Segment Start: Extract to read

Frequency of Cleaning
Pharma processing equipment is cleaned in one of two ways: clean-in-place methods (performed without disassembling) and clean-out-of-place methods (parts are removed and washed separately in an equipment wash area). Depending upon past and intended usage of equipment, the types of cleaning are:
Type A (minor): This type of cleaning takes place between two batches of the same product, or when there is changeover of manufacture of the drug from lower strength to higher strength. This is also done when the strength remains the same, but the colour/flavour change.
It consists partly of clean-in-place, and partly cleanout- of-place methods.
Type B (major): This type of cleaning is done between the manufacture of different kinds of products on the same equipment or when there is changeover of manufacture of the drug from higher strength to lower strength. It is also carried out at the end of each working day.
This comprises only clean-in-place methods.
Type C: For the processing rooms which are not used during the day.

Segment End: Extract to read

About this task.
Reproduce the passage on equipment cleaning from "It consists partly" up to and including "during the day.".

Segment Start: Data provided

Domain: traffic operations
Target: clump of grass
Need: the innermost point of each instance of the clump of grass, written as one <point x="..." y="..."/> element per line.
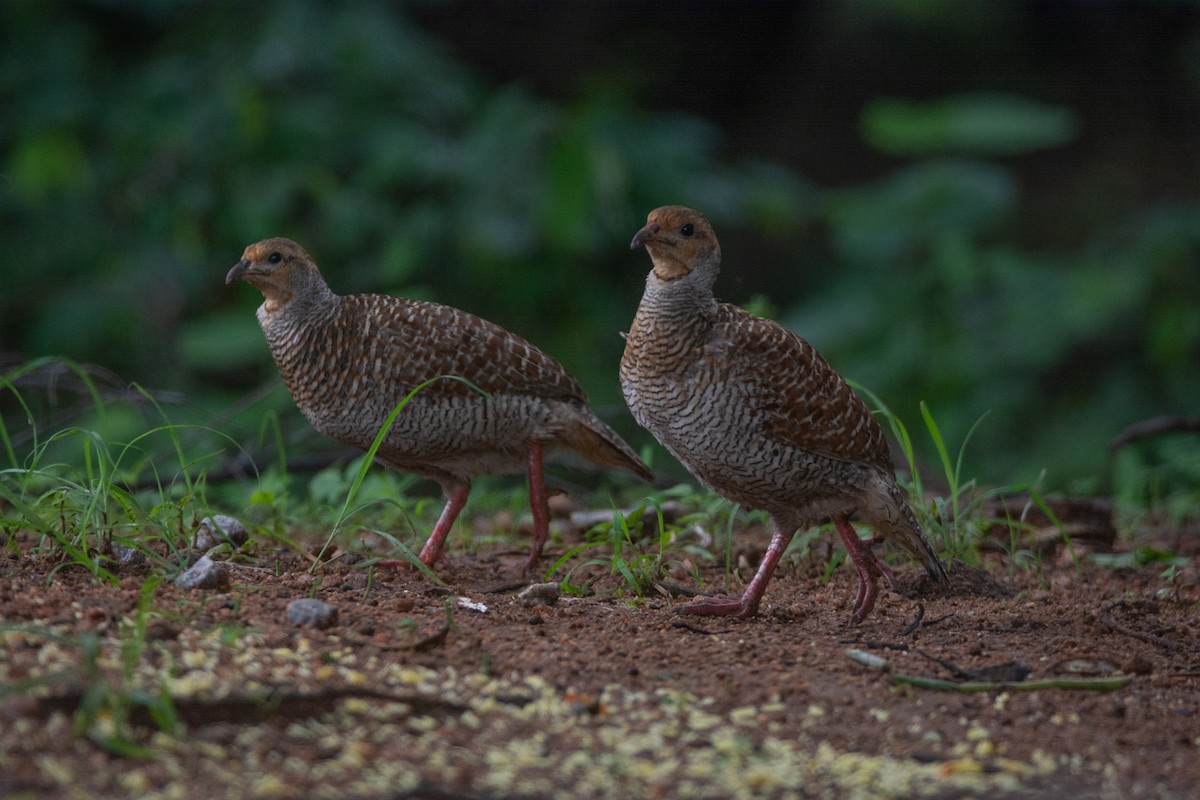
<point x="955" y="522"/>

Segment End: Data provided
Segment Start: Data provided

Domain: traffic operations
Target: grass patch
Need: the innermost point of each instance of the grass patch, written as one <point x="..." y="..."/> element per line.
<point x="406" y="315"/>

Segment End: Data provided
Segment Start: Data provided

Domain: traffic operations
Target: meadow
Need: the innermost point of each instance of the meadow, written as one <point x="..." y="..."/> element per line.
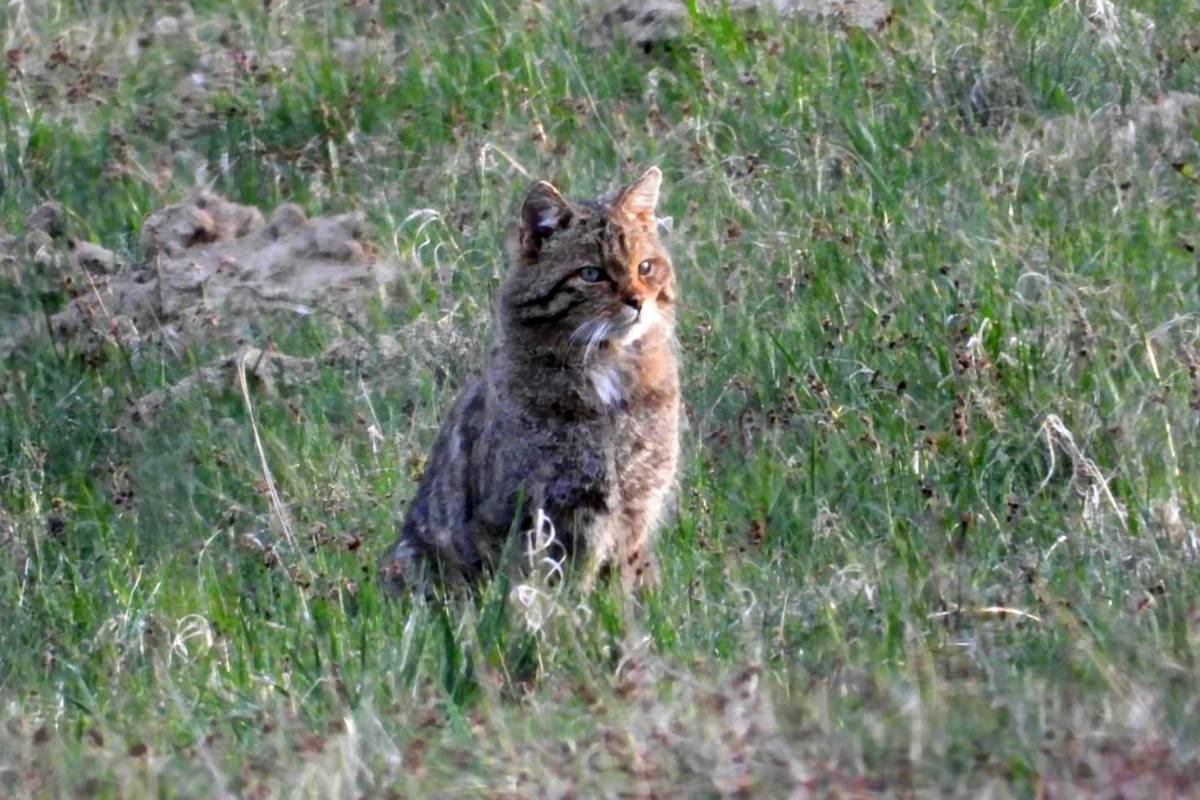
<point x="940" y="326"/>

Segment End: Data provided

Worked solution.
It consists partly of clean-in-place, and partly cleanout- of-place methods.
Type B (major): This type of cleaning is done between the manufacture of different kinds of products on the same equipment or when there is changeover of manufacture of the drug from higher strength to lower strength. It is also carried out at the end of each working day.
This comprises only clean-in-place methods.
Type C: For the processing rooms which are not used during the day.